** start **

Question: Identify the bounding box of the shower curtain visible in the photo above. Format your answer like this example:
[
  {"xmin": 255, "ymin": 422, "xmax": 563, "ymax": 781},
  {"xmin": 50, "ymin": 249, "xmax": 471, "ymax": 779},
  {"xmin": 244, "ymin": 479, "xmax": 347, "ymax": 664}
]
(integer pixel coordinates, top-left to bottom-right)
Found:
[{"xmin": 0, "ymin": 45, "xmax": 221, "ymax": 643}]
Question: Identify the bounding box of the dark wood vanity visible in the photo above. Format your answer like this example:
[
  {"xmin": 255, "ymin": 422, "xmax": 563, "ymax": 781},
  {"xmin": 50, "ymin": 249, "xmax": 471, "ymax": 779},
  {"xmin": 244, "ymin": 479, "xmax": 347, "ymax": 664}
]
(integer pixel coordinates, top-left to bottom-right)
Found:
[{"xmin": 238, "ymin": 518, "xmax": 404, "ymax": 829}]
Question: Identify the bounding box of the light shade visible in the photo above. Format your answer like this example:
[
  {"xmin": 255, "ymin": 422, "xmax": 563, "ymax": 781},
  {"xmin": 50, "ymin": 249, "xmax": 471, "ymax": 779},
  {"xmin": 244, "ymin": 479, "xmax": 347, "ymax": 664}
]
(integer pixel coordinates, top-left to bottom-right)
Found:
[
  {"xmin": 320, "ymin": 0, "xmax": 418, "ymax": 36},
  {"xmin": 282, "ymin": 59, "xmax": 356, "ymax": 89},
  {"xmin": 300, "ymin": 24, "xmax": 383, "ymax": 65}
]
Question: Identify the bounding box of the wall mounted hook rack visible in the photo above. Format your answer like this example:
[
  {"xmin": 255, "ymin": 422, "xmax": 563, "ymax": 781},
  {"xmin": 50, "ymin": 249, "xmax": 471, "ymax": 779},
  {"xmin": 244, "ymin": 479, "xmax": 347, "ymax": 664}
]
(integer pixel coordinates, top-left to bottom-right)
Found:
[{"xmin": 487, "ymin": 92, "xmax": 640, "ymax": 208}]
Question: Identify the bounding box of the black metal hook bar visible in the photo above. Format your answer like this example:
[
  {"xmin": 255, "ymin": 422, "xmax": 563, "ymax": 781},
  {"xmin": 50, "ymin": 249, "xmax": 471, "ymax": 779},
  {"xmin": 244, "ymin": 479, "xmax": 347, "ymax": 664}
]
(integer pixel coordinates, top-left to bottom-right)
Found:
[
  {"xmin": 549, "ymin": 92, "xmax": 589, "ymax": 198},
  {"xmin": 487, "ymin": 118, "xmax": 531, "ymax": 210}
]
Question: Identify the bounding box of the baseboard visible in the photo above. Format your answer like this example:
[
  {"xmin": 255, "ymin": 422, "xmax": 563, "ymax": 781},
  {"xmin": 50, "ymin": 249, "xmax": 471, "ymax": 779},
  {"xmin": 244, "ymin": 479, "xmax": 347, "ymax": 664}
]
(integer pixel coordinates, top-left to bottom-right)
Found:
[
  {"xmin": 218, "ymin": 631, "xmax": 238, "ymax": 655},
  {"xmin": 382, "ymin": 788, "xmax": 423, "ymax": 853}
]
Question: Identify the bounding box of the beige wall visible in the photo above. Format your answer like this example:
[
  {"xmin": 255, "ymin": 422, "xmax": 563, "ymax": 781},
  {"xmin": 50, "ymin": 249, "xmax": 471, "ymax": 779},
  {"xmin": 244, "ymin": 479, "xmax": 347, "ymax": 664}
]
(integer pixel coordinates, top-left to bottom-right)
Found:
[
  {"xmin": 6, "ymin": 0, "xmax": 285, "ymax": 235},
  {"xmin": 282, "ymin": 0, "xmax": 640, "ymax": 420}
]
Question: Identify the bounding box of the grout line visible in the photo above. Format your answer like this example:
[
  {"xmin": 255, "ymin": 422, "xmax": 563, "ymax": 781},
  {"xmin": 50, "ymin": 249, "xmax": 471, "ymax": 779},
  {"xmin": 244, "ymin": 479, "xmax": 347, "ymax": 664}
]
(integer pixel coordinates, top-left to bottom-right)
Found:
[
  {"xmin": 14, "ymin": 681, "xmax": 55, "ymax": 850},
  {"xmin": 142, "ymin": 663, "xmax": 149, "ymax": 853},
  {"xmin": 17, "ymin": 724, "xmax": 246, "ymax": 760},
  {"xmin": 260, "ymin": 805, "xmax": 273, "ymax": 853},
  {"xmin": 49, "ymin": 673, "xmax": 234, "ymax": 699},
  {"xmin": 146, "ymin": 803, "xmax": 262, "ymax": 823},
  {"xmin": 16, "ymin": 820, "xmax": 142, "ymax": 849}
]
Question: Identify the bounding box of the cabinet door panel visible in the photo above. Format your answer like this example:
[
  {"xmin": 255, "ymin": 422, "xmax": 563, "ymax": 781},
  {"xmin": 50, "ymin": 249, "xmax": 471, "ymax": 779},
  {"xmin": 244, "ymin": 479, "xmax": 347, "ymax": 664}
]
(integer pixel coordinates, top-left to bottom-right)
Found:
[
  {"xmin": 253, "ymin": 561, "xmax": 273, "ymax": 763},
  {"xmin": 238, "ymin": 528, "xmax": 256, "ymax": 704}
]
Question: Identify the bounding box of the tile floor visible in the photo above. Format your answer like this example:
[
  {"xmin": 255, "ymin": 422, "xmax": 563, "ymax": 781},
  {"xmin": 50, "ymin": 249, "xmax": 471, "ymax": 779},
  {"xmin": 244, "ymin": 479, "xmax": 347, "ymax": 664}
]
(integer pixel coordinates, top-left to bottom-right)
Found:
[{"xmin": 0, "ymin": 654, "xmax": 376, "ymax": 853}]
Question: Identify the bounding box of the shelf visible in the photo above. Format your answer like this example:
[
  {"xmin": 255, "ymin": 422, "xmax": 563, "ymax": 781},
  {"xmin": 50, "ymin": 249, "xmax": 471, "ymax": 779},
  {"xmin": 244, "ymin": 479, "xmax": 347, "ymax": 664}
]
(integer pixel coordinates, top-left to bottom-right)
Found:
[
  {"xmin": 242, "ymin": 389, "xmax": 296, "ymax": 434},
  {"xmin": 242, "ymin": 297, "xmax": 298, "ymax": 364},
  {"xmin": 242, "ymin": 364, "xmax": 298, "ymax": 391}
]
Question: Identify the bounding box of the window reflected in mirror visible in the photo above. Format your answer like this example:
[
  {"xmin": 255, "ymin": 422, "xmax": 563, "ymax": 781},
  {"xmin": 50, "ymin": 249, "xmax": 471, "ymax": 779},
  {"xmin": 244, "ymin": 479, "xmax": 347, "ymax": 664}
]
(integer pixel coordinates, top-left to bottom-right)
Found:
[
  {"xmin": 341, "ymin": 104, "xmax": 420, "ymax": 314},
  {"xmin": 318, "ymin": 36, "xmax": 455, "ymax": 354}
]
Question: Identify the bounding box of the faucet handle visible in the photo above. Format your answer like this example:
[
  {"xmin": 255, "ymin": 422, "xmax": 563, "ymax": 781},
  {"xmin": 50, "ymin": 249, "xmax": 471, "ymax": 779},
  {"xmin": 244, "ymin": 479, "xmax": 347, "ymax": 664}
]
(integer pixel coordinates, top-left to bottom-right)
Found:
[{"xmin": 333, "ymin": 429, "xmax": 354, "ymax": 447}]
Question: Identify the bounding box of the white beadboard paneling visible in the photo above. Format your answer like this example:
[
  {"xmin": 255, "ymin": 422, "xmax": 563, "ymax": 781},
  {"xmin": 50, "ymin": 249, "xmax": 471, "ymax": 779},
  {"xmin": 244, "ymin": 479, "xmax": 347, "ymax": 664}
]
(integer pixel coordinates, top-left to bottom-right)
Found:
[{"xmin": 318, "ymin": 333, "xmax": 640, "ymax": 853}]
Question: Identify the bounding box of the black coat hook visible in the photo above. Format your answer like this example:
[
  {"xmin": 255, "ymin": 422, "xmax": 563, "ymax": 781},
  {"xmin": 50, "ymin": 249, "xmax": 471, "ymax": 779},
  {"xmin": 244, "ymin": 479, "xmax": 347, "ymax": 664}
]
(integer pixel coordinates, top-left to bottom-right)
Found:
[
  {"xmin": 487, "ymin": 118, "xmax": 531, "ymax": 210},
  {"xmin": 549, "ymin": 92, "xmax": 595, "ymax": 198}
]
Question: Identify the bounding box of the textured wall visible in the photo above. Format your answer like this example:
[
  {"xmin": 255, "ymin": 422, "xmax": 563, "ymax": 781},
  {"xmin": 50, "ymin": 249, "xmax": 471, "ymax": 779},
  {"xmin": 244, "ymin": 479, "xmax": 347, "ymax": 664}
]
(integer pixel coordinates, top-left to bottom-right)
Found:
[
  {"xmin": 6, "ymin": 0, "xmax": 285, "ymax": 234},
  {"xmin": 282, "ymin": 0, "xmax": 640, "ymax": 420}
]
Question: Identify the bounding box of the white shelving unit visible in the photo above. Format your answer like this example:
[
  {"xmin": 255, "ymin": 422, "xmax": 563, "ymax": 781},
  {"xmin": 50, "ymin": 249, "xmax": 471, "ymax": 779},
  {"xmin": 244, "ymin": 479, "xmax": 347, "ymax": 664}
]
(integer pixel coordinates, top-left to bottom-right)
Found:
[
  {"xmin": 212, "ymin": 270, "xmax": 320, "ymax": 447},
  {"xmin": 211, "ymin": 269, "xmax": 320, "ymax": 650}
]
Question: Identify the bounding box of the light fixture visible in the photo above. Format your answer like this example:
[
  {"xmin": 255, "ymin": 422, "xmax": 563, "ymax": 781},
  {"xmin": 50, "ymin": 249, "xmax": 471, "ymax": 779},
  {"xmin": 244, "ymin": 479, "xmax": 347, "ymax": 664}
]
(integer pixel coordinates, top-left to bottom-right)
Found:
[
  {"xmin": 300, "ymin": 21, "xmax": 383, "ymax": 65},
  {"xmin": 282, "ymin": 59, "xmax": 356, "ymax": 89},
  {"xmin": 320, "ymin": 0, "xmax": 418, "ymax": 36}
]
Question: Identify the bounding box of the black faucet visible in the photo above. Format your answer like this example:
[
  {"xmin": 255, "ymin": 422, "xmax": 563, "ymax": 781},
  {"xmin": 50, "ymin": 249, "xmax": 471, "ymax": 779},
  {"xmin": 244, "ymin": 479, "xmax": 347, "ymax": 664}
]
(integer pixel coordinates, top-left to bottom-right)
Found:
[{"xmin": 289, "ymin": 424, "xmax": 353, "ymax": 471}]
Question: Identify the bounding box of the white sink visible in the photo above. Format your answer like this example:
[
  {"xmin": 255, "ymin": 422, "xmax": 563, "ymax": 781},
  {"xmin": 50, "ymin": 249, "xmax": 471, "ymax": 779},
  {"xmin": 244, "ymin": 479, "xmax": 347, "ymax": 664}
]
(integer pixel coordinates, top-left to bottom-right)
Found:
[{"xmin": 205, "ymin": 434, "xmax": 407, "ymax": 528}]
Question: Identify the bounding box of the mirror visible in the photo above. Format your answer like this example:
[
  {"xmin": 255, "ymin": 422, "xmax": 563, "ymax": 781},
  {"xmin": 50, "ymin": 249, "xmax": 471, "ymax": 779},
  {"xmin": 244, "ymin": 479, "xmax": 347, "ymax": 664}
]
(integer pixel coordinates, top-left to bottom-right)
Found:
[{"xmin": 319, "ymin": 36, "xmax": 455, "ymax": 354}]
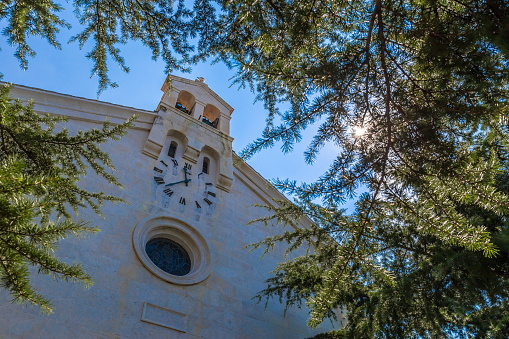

** end **

■ SET PROBLEM ■
How many lines in the listing above contain the word "light"? Reply with the number only.

■ EXPECTED ANSWER ■
2